OPDRACHT: Schrijf een vervolg op de tekst hieronder over ledenwerving door de publieke omroepen. Begin direct na de laatste zin.

Op grond van artikel 2.90 van de Mediawet 2008 bevat het media-aanbod van de publieke mediadiensten geen oproepen in het kader van ledenwerving. In onze beleidsregels Ontheffingen zelfpromotie publieke omroep is hier nadere invulling aan gegeven. Het is toegestaan om rondom de programma's op radio en televisie (in de zendtijd van de NOS of de omroepverenigingen zelf) zogenaamde ledenwerfspots uit te zenden met een beperkte totale duur. Het is niet toegestaan in deze ledenwerfspots te wijzen op de economische voordelen die zijn verbonden aan het lidmaatschap.

De omroepen waarmee gesprekken zijn gevoerd hebben unaniem aangegeven het niet eens te zijn met de verdeling van de zendtijd voor ledenwerving door de NPO. De NPO heeft onvoldoende rekening gehouden met de campagnes van de omroepen. Daarbij hanteert de NPO de regel dat omroepen voor of na de eigen programma's zendtijd krijgen. Dit betekent echter voor de omroepen die bijvoorbeeld niet op Nederland 1 uitzenden, dat minder kijkers hun oproep zien. Ook omroepen die minder vaak op prime time uitzenden hebben hiermee te maken. Een tijdslot rond bijvoorbeeld het 8 uur-Journaal zou eerlijk verdeeld moeten worden onder de verschillende omroepen.

Voorts is het mogelijk aanvullende ontheffing te krijgen voor zogenaamde ledenwerfprogramma's. Er is aan BNN en LLiNK ontheffing verleend voor een ledenwerfavond op televisie en aan BNN voor een ledenwerfmiddag op radio. Met de ontheffing is het toegestaan om in het programma oproepen in het kader van ledenwerving te doen. Het is niet toegestaan te verwijzen naar eventuele cadeaus bij het lidmaatschap.

Omroepen zouden in een afgebakende periode voor een nieuwe erkenningaanvraag ook meer ruimte willen hebben in de programma's. Het belangrijkste product van een omroep zijn de programma's, en juist in die programma's mag niet gezegd worden dat het programma van een omroep is en dat deze omroep nieuwe leden nodig heeft. In de gesprekken is er op gewezen dat niet alle omroepen de gelegenheid hebben gekregen een ledenwerfavond te organiseren op televisie. Omroepen moeten immers intekenen op een tijdslot en alleen BNN en LLiNK zijn in de gelegenheid gesteld zo'n programma uit te zenden. Andere omroepen hebben deze mogelijkheid niet gehad.

Naast de zogenaamde ledenwerfprogramma's is door het Commissariaat geconstateerd dat door BNN tijdens twee reguliere televisieprogramma's aandacht is besteed aan de ledenwerfcampagne. In beide gevallen werd deze aandacht door het Commissariaat aangemerkt als een oproep in het kader van ledenwerving waarvoor geen toestemming is verleend. BNN is hierop door het Commissariaat aangesproken.

RUWE GEGEVENS:

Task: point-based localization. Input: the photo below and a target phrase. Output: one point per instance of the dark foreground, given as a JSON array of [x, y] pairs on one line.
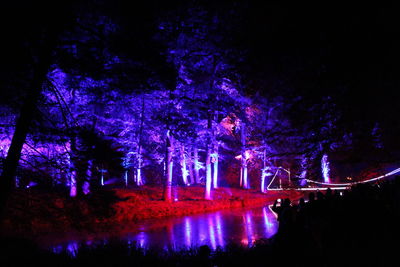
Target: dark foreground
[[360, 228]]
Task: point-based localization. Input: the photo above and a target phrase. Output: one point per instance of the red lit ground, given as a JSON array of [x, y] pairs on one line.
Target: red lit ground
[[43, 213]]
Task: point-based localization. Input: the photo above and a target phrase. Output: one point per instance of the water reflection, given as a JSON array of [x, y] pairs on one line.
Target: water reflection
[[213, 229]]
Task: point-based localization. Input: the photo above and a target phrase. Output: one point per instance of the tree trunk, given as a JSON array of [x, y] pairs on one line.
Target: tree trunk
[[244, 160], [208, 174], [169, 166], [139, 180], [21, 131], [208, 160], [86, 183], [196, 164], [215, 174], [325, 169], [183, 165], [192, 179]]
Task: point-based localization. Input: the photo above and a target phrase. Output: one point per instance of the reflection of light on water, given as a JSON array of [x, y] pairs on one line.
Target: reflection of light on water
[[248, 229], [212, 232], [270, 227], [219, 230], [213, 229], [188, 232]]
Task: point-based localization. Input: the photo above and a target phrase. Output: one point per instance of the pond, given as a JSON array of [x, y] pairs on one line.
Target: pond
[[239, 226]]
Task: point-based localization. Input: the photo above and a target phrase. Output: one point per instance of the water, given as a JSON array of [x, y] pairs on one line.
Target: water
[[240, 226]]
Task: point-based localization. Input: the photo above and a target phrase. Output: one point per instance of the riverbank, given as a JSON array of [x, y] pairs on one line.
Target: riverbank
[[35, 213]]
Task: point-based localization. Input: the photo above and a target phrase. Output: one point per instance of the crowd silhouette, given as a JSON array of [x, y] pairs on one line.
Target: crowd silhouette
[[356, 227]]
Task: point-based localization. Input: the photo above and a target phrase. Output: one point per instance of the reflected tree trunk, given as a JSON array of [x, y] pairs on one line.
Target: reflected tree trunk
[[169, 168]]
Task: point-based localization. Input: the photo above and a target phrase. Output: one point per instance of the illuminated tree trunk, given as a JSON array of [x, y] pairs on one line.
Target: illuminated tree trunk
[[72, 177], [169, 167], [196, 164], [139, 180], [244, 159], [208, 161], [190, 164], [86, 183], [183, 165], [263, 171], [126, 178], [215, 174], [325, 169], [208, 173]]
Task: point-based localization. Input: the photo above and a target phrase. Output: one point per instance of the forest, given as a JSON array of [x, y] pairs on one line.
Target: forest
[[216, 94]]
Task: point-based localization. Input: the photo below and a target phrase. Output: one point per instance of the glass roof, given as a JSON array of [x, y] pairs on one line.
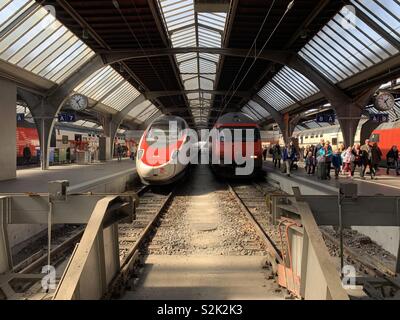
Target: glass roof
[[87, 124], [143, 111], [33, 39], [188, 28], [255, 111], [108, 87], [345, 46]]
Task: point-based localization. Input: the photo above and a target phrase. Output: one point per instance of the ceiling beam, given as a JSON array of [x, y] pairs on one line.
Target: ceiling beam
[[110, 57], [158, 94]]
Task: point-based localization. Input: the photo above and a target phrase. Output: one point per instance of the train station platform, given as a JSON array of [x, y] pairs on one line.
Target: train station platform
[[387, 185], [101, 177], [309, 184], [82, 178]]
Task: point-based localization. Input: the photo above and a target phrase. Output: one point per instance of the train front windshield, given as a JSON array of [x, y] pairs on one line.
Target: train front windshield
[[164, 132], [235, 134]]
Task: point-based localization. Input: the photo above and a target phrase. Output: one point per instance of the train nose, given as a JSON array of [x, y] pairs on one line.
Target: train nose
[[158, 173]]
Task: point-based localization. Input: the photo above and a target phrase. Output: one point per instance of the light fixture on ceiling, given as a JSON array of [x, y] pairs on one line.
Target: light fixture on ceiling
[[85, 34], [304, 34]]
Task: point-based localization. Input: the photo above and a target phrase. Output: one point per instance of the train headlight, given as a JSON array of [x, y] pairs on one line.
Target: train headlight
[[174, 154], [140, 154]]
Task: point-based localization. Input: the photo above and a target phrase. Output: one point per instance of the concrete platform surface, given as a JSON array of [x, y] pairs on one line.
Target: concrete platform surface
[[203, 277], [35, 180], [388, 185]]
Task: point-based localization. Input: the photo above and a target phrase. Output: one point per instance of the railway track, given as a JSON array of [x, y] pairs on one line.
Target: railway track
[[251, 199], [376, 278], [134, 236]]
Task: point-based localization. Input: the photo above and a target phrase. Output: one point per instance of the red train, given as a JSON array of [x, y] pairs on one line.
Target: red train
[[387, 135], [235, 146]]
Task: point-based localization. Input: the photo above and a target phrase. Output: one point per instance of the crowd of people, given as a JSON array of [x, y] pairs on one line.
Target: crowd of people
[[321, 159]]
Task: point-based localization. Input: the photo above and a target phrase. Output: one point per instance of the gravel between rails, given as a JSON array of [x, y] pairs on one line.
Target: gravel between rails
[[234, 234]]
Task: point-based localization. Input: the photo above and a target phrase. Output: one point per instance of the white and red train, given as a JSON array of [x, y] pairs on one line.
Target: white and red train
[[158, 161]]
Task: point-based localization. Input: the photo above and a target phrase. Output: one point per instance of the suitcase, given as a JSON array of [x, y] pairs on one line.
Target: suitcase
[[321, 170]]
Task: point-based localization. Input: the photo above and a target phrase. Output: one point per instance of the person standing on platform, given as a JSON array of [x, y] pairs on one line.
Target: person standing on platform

ANTWOORDRUIMTE:
Voorts heeft het Commissariaat geconstateerd dat tijdens verschillende ledenwerfspots in zendtijd van de NOS of eigen zendtijd is gewezen op de economische voordelen die verbonden zijn aan het lidmaatschap. De AVRO en VARA zijn hierop gewezen, waarna de desbetreffende spots direct werden ingetrokken.

Omroepen zouden ook meer ruimte willen hebben om in de ledenwerfspots te mogen wijzen op de economische voordelen. Hoewel dit in STER-zendtijd wel is toegestaan, willen omroepen één campagne voeren en niet afhankelijk van waar ze te zien of horen zijn een andere boodschap laten zien of horen.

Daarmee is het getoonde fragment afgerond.